— start Material for this task —

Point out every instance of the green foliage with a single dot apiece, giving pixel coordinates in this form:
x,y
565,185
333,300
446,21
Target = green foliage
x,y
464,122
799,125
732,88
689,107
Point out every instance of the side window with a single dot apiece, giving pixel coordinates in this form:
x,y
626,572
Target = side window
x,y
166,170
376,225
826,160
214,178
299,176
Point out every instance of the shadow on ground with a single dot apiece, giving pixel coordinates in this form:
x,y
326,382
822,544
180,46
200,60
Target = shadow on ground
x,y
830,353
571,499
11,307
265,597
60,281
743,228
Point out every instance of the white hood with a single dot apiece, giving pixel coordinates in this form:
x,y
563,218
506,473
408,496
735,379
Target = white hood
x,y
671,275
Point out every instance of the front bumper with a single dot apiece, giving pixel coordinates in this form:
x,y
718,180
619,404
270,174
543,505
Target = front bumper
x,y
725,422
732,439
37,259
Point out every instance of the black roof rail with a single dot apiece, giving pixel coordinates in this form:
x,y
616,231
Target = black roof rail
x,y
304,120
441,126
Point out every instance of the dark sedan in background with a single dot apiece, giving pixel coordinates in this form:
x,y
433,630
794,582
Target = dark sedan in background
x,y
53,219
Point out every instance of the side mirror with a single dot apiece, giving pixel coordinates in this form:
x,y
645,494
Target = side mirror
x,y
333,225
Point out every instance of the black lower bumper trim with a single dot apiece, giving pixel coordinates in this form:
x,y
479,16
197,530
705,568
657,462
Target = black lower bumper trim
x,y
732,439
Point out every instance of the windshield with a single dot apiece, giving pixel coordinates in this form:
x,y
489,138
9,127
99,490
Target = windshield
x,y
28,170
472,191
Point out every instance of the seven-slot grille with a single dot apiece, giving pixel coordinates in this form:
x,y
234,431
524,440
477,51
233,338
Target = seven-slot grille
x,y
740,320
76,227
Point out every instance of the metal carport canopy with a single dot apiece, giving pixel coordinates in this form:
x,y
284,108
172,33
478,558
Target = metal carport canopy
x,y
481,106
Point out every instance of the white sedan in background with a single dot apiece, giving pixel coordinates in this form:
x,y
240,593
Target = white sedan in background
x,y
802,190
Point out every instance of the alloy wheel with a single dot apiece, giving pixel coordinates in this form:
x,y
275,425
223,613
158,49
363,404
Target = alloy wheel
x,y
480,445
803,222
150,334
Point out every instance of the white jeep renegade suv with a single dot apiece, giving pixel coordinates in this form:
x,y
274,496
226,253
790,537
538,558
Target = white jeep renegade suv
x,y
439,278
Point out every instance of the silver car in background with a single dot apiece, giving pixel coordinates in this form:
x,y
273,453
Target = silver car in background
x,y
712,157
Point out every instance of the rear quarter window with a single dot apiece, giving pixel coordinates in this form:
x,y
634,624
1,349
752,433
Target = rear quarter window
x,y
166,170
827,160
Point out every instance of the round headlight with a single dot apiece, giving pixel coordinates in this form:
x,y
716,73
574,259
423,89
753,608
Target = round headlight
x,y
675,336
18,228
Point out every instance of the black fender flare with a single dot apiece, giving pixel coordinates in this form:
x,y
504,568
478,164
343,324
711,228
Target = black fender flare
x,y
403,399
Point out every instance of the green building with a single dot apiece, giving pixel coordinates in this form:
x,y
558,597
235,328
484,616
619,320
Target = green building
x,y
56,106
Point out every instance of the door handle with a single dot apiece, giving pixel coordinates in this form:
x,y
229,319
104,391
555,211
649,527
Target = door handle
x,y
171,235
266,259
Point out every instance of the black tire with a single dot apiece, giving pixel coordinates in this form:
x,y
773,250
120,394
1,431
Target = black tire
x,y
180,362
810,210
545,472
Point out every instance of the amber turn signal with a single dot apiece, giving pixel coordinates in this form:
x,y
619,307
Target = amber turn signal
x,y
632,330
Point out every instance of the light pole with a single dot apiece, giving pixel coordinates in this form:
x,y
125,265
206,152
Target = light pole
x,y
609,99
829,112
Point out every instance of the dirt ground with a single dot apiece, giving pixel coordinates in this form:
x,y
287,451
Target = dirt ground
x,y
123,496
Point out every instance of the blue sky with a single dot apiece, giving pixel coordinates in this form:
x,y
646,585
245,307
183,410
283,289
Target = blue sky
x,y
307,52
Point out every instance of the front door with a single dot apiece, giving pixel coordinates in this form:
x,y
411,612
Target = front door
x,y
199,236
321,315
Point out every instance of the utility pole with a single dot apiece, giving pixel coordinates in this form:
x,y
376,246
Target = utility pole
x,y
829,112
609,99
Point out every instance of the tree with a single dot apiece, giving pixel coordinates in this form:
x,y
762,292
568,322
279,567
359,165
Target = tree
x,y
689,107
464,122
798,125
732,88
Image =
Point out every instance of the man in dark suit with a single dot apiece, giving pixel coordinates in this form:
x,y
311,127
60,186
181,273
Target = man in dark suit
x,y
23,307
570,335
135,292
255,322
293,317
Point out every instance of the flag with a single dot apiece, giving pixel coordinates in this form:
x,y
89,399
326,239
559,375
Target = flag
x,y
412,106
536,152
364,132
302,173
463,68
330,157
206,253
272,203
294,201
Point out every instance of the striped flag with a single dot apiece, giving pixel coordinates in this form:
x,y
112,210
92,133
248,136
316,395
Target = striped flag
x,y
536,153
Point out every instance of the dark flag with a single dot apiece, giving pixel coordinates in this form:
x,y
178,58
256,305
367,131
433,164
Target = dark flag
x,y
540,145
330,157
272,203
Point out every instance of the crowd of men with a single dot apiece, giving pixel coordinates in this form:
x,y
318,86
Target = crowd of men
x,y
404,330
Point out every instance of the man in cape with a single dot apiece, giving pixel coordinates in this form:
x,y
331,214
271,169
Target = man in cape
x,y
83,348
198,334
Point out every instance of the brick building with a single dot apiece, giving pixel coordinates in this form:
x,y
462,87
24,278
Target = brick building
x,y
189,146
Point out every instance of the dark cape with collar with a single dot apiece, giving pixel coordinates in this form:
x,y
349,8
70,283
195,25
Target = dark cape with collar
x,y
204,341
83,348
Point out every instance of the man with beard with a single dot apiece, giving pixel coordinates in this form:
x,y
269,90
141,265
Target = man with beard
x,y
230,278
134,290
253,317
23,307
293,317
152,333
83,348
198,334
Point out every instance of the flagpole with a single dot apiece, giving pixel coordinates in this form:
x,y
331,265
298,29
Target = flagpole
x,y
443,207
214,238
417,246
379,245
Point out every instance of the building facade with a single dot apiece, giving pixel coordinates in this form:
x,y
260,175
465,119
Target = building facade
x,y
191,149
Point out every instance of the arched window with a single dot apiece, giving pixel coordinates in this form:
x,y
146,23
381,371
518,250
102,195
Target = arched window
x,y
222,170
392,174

— end Material for this task —

Copy the material above verbatim.

- [Exercise result]
Point out every instance of the green foliage with a single dot apiece, giving pixel coordinates in this form:
x,y
565,185
333,300
446,21
Target = green foliage
x,y
464,122
799,125
732,88
689,107
Point out every instance of the side window with a single dot apiece, giving pixel coordinates in this form:
x,y
626,572
Target = side window
x,y
166,170
376,225
826,160
214,178
299,176
Point out every instance of the shadow on ground with a single dot apiece, giving pixel coordinates in this form:
x,y
326,382
822,544
180,46
200,60
Target = shadow on ground
x,y
830,353
571,499
11,307
265,597
60,281
743,228
Point out every instance of the white hood with a single dot apiece, giving pixel coordinates in this form:
x,y
563,218
506,473
408,496
735,379
Target = white hood
x,y
671,275
Point out every instance of the front bumper with a single dot apiece, giving pixel coordinates in this form:
x,y
718,180
619,404
270,174
543,505
Target = front bumper
x,y
725,422
732,439
37,259
Point out every instance of the black roof rail with a single dot apiece, giving pixel coordinates in this form:
x,y
616,231
Target = black roof rail
x,y
304,120
441,126
Point out every instance of the dark sedan in background with a single dot apiece, giving pixel coordinates in this form:
x,y
433,630
794,582
Target = dark sedan in background
x,y
53,219
Point out every instance of the side mirror with a single dot apiece, giving pixel coordinates in this form:
x,y
645,494
Target = side mirror
x,y
333,225
Point out every instance of the black lower bumper trim with a single dot apiece, giving pixel coordinates in this form:
x,y
479,16
197,530
705,568
657,462
Target = black lower bumper trim
x,y
732,439
Point out every instance of the windshield with a single dot apiece, giving pixel coordinates in this form:
x,y
489,138
9,127
99,490
Target = windshield
x,y
28,170
472,191
Point out every instance of the seven-slot grille with a single dot apiece, giving pixel coordinates in this form:
x,y
234,431
524,440
477,51
233,338
Target = seven-slot grille
x,y
740,320
76,227
Point out every instance of the metal carport canopy with a single dot apiece, giving pixel coordinates in this form:
x,y
284,108
172,33
478,558
Target = metal carport canopy
x,y
481,106
Point out every instance of the white sedan in background with a single dot apiece, giving pixel coordinates in this form:
x,y
240,593
Target = white sedan in background
x,y
802,190
Point out every instance of the alloy wheel with a single dot apiece, giving pixel coordinates in this form:
x,y
275,425
223,613
158,49
363,404
Target = alloy wheel
x,y
480,445
803,222
150,334
Point out every instance of the white jeep renegade suv with a single dot apiece, giving pixel coordinates in this form:
x,y
274,496
226,253
790,537
538,558
Target = white jeep renegade suv
x,y
439,278
Point out every instance of the silver car in background with a single dot apiece, giving pixel coordinates in this form:
x,y
273,453
Target = silver car in background
x,y
712,157
Point out every instance of the rear quarter window with a single dot apiece, giving pixel coordinates in this form:
x,y
634,624
1,349
752,433
Target = rear quarter window
x,y
166,170
827,160
Point out every instance of the round headlight with a single dot apiece, giving pixel coordinates in this form:
x,y
716,73
574,259
423,89
753,608
Target = round headlight
x,y
675,336
18,228
Point out every instance of the black fender flare with a single dot apiece, giving pixel coordinates in this form:
x,y
504,568
478,164
343,324
711,228
Target = black fender flare
x,y
403,399
Point out every instance of the green building with a single dot apiece, giving pixel coordinates in this form:
x,y
558,597
235,328
484,616
619,320
Target = green building
x,y
56,106
Point out every instance of the door handle with a single dot apiece, giving pixel coordinates in this form:
x,y
229,319
104,391
555,211
649,527
Target = door handle
x,y
171,235
266,259
Point out every instance of the black tire with a single dot apiece, giving pixel coordinates in this form:
x,y
773,250
120,394
1,431
Target = black tire
x,y
180,362
810,210
545,472
Point out every instance of the amber turn signal with a single dot apiece, giving pixel coordinates in this form:
x,y
619,307
Target = amber turn signal
x,y
632,330
Point out every instance of the light pole with a single dot apiece, giving pixel coordinates in this form:
x,y
125,265
206,152
Target = light pole
x,y
609,99
829,112
Point out every instance of the dirt ground with a single dot apiece, giving pixel coordinates in this form:
x,y
287,451
Target = dirt ground
x,y
123,496
Point out every instance of the blue sky with a single dot apiece, giving pixel coordinates in this form:
x,y
646,585
245,307
183,410
283,289
Target = blue sky
x,y
307,52
Point out every instance of the front door with a single dot apiece, giving pixel coordinates in this form:
x,y
411,612
Target = front door
x,y
199,236
321,315
Point out every instance of the utility pole with a single dot apiece, giving pixel coordinates in this form:
x,y
376,246
Target = utility pole
x,y
829,112
609,99
Point out every instance of the tree with a single dot apiece, giving pixel coordinates in this form:
x,y
762,292
568,322
279,567
359,165
Target = tree
x,y
689,107
464,122
798,125
732,88
Image =
Point out every instance of the man in dark suit with a single dot apiece, giving pixel coordinates in this form:
x,y
311,127
60,186
181,273
Target = man in dark suit
x,y
23,307
570,335
135,292
255,322
293,317
Point out every instance of the flag with a single dot apiece, giving pixel coordinates in this form:
x,y
89,399
326,239
559,375
Target = flag
x,y
412,106
536,152
364,132
302,173
463,68
330,157
206,253
272,203
294,201
Point out every instance of the striped flag with a single dot apiece, giving pixel coordinates in this form:
x,y
112,210
92,133
248,136
316,395
Target = striped flag
x,y
536,153
Point out every instance of the dark flag with a single dot apiece, giving pixel coordinates in this form:
x,y
178,58
256,305
367,131
433,164
Target = dark flag
x,y
540,145
330,157
272,203
Point out every instance of the crowd of men with a single dot apiece, giving pixel coordinates in this form:
x,y
318,86
Target = crowd of men
x,y
404,330
Point out every instance of the man in cape with a single dot apiece, giving pixel coordinates in this form:
x,y
331,214
271,169
Target = man in cape
x,y
83,348
198,334
Point out every instance of the brick building with a single dot apiece, giving pixel coordinates in this form:
x,y
462,87
24,278
Target = brick building
x,y
189,146
Point out every instance of the dark cape with collar with a single dot apiece, giving pixel coordinates in this form:
x,y
349,8
70,283
195,25
Target = dark cape with collar
x,y
204,341
83,348
Point out every instance of the man with beard with a single dot apiece, giving pixel coordinates in this form:
x,y
269,90
141,265
Target = man with beard
x,y
230,278
134,290
253,317
23,307
293,317
152,333
83,348
198,334
Point out every instance of the flagpole with a single dot apiece, giving pixel coordinates in this form:
x,y
331,265
298,29
Target = flagpole
x,y
443,207
214,238
417,246
379,245
Point out every instance of the building facade with a single dot apiece, giving pixel coordinates in this form:
x,y
260,175
465,119
Target = building facade
x,y
191,149
Point out every instance of the arched window with a single dot apiece, giving pixel coordinates in this form:
x,y
146,23
381,371
518,250
102,195
Target = arched window
x,y
222,170
392,174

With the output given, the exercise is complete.